4.1 ─ La censura è inammissibile. Questa Corte ha già sostenuto (rispetto ad un’ipotesi di tratta) che nel caso di vittime di particolari condotte persecutorie il giudice deve analizzare le dichiarazioni del migrante -ai sensi del combinato disposto degli artt. 3, comma 5, lett. c, d. lgs. 251/2007, 8, comma 3, e 27, comma 1-bis, d. lgs. 25/2008 – alla luce dei criteri interpretativi indicati dall’U.N.H.C.R. nelle proprie linee guida volte all’identificazione di queste persone tra i richiedenti protezione internazionale, le quali costituiscono una fonte di informazione meritevole di credito utile a verificare la concordanza del racconto offerto con le precipue caratteristiche di chi si trovi in una simile situazione (Cass. 41863/2021; si veda, inoltre, Cass. 25751/2021).
E’ stato anche ulteriormente precisato che in tema di protezione internazionale e umanitaria, la valutazione della credibilità delle dichiarazioni del richiedente non è affidata alla mera opinione del giudice, ma è il risultato di una procedimentalizzazione legale della decisione, da compiersi, ma alla stregua dei criteri indicati negli artt. 3 d.lgs. n. 251/2007 e 8 d.lgs. n. 25/2008 (Cass., n. 9858/2023; Cass., n.28214/2022).

**Esercizio scritto:**
Riporti per intero e senza alcuna modifica il testo sulla credibilità delle dichiarazioni del richiedente protezione internazionale.

**Dati forniti:**
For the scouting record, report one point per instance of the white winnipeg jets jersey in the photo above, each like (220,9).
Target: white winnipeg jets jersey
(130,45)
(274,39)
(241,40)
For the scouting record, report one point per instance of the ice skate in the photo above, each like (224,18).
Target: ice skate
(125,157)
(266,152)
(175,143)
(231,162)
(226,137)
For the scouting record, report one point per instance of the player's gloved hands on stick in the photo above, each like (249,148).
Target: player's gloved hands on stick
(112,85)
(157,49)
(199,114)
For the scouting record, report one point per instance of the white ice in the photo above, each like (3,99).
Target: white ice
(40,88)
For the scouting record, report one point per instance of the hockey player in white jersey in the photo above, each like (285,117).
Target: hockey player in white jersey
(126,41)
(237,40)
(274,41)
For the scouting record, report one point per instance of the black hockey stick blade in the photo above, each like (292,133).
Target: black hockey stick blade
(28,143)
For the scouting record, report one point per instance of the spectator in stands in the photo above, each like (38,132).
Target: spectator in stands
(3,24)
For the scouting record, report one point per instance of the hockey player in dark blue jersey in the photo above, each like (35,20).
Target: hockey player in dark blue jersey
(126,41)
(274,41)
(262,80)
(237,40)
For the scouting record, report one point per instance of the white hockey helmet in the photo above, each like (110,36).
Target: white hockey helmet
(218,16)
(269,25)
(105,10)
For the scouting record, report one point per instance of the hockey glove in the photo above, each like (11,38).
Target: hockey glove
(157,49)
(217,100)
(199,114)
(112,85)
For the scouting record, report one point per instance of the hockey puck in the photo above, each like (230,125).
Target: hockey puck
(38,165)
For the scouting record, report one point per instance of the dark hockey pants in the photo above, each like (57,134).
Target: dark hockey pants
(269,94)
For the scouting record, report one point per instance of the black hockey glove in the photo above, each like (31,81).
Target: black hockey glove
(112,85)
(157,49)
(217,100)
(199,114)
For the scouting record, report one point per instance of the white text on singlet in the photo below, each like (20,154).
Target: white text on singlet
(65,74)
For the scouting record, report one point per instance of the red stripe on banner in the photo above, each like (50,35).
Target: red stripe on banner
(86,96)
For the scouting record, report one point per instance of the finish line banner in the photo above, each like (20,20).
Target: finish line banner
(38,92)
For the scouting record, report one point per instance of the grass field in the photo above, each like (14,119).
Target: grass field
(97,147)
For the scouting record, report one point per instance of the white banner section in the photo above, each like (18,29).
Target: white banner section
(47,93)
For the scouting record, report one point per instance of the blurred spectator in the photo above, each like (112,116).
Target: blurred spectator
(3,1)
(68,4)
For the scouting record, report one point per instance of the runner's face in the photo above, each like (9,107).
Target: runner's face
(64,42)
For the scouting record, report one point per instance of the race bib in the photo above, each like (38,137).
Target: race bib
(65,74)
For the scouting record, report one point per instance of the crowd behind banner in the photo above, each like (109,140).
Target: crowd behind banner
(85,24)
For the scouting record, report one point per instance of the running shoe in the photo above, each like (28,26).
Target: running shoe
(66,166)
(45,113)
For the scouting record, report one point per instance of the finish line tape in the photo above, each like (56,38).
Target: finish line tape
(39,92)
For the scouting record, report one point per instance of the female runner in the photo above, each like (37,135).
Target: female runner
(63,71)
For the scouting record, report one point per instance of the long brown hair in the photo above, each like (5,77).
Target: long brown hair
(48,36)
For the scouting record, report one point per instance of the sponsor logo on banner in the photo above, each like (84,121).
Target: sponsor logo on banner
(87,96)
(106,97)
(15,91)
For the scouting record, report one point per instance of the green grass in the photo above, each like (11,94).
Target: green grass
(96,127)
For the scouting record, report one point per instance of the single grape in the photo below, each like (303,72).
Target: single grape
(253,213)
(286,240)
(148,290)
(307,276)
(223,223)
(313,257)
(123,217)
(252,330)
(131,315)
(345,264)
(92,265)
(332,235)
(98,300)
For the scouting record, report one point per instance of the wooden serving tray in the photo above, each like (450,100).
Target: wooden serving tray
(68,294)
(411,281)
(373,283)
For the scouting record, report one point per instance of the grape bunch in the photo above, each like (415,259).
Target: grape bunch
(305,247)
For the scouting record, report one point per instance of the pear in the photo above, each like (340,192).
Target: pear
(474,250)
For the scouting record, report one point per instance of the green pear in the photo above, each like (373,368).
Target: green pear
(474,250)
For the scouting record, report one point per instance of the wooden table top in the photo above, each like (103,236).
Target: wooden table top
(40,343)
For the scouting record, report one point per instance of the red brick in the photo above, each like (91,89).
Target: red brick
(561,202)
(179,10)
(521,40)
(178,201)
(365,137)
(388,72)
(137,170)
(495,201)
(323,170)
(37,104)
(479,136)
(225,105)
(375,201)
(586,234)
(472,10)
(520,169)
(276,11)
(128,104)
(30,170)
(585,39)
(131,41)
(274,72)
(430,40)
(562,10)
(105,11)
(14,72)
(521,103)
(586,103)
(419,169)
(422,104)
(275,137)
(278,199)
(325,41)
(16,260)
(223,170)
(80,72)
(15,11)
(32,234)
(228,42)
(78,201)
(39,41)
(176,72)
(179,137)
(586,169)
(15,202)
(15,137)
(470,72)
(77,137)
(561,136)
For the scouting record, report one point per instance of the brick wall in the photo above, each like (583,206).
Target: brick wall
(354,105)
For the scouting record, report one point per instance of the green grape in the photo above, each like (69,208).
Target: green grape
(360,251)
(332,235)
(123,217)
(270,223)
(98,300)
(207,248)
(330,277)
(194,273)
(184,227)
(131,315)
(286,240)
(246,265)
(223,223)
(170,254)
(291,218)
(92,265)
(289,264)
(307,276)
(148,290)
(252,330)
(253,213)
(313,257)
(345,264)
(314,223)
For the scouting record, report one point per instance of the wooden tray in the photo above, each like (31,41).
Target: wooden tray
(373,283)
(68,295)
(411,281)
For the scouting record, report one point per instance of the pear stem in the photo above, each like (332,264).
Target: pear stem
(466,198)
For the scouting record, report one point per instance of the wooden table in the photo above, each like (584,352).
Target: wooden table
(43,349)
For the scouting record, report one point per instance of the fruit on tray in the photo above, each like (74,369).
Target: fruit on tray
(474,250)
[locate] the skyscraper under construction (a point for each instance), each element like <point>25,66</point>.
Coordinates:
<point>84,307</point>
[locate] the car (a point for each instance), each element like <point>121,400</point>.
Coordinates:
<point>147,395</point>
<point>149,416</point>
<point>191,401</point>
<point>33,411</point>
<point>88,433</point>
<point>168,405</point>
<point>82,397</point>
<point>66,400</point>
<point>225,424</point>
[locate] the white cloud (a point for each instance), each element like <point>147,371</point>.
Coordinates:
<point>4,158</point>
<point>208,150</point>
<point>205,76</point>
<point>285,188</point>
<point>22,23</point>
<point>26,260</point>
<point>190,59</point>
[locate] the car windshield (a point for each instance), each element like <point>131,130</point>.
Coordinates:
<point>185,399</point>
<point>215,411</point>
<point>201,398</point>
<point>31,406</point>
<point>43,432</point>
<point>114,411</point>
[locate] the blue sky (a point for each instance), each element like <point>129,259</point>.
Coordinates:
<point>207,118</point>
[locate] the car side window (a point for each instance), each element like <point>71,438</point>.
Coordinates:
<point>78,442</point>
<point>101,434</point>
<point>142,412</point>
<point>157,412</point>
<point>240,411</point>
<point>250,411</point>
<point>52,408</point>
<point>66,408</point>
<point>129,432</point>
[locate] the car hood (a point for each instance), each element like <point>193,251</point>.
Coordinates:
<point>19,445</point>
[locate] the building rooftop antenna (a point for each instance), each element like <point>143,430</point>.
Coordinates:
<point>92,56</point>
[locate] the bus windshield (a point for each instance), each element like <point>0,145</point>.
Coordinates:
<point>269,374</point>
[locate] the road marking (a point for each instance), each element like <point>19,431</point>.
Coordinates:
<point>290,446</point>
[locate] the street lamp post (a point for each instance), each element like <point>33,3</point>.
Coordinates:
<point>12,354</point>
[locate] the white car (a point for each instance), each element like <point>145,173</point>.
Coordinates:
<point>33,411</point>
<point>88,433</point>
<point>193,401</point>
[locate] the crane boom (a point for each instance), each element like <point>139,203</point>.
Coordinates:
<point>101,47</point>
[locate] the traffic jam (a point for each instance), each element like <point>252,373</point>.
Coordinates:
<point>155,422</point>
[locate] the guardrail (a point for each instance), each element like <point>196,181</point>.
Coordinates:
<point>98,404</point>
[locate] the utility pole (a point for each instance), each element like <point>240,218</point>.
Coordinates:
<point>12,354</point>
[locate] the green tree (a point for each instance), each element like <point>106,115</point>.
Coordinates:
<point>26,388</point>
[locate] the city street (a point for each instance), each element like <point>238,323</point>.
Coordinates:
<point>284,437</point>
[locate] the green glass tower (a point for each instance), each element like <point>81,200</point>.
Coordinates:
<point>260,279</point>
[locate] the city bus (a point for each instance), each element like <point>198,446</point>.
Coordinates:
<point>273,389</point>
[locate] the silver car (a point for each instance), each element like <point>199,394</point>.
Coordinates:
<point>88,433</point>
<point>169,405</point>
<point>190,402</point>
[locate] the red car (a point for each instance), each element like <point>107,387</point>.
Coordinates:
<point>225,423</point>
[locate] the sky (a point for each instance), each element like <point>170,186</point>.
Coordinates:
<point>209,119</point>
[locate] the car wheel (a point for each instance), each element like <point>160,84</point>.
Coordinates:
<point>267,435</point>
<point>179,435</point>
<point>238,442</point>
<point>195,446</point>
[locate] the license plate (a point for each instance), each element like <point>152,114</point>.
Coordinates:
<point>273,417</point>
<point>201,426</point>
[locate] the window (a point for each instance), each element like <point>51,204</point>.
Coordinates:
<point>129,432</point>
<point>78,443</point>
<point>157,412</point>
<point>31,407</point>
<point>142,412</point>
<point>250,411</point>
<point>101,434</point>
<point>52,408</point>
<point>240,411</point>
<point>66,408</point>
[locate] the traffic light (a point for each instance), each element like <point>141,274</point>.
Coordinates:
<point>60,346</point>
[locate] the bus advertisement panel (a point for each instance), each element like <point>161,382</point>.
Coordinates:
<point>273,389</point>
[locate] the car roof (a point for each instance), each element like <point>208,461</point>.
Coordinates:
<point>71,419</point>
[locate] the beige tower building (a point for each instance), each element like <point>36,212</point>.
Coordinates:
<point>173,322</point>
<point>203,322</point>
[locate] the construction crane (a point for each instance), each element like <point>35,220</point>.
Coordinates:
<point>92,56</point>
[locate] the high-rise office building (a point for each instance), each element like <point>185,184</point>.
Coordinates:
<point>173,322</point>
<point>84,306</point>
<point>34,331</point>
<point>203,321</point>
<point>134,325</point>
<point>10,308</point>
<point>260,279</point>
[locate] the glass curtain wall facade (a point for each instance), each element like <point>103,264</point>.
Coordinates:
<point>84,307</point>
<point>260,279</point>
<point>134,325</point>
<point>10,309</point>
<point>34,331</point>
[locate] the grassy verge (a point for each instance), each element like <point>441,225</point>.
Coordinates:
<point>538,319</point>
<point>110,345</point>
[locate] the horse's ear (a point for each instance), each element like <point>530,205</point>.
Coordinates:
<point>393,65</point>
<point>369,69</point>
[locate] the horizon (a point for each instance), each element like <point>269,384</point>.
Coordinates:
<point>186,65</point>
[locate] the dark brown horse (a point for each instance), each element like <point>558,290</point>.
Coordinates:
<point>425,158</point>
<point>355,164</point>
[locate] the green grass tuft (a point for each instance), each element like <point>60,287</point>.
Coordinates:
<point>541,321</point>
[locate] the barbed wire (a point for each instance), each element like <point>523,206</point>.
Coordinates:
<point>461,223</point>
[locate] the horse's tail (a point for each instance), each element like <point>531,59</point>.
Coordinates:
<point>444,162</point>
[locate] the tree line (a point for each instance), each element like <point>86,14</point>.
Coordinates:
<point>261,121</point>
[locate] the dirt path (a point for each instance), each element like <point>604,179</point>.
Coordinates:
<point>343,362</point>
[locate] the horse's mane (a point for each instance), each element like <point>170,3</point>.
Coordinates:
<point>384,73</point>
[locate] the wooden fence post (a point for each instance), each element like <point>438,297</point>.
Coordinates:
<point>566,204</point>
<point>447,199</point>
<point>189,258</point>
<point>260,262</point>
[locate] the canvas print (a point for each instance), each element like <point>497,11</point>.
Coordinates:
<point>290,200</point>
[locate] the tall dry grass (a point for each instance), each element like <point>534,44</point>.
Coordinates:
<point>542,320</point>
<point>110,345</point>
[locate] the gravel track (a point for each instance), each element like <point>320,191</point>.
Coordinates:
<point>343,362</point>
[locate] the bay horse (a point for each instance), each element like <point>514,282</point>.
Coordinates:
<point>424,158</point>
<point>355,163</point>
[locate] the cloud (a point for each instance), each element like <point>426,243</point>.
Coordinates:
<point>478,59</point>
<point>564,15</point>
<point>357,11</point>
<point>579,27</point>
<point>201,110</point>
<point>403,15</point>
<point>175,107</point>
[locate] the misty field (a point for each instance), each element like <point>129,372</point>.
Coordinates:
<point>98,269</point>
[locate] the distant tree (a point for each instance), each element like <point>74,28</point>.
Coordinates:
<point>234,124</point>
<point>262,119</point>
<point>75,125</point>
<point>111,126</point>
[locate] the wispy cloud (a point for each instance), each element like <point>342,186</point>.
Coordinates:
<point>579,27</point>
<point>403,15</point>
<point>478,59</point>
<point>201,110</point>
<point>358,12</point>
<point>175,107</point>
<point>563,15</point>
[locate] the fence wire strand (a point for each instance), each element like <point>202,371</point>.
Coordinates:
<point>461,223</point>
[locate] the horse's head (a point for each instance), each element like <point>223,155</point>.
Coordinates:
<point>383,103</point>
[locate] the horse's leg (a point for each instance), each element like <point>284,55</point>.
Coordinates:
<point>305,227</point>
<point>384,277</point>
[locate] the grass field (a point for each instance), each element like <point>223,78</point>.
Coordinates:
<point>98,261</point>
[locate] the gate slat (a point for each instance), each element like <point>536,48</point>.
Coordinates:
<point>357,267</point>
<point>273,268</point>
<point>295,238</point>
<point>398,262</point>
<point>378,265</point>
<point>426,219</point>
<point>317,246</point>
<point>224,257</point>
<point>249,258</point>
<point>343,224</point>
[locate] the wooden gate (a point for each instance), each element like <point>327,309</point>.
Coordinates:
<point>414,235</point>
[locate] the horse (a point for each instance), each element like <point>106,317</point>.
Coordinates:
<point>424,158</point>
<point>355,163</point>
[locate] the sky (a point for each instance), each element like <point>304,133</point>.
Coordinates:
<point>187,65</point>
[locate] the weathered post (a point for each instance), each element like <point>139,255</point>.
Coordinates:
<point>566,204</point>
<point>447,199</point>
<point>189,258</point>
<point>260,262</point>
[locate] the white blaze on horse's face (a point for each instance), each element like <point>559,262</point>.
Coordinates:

**Soluzione:**
4.1 ─ La censura è inammissibile. Questa Corte ha già sostenuto (rispetto ad un’ipotesi di tratta) che nel caso di vittime di particolari condotte persecutorie il giudice deve analizzare le dichiarazioni del migrante -ai sensi del combinato disposto degli artt. 3, comma 5, lett. c, d. lgs. 251/2007, 8, comma 3, e 27, comma 1-bis, d. lgs. 25/2008 – alla luce dei criteri interpretativi indicati dall’U.N.H.C.R. nelle proprie linee guida volte all’identificazione di queste persone tra i richiedenti protezione internazionale, le quali costituiscono una fonte di informazione meritevole di credito utile a verificare la concordanza del racconto offerto con le precipue caratteristiche di chi si trovi in una simile situazione (Cass. 41863/2021; si veda, inoltre, Cass. 25751/2021).
E’ stato anche ulteriormente precisato che in tema di protezione internazionale e umanitaria, la valutazione della credibilità delle dichiarazioni del richiedente non è affidata alla mera opinione del giudice, ma è il risultato di una procedimentalizzazione legale della decisione, da compiersi, ma alla stregua dei criteri indicati negli artt. 3 d.lgs. n. 251/2007 e 8 d.lgs. n. 25/2008 (Cass., n. 9858/2023; Cass., n.28214/2022).